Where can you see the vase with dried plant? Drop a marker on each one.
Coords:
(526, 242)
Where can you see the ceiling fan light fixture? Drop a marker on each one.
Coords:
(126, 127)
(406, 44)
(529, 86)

◇ ◇ ◇

Could you edit the data above by putting "pin" in place of "marker" wherever it occurs and leaving everything else unchanged?

Where can you see the vase with dried plant? Drop a pin on each one.
Coords:
(526, 242)
Where can you see the ceiling fan light fixture? Drop a pin on each one.
Coords:
(126, 127)
(406, 44)
(529, 86)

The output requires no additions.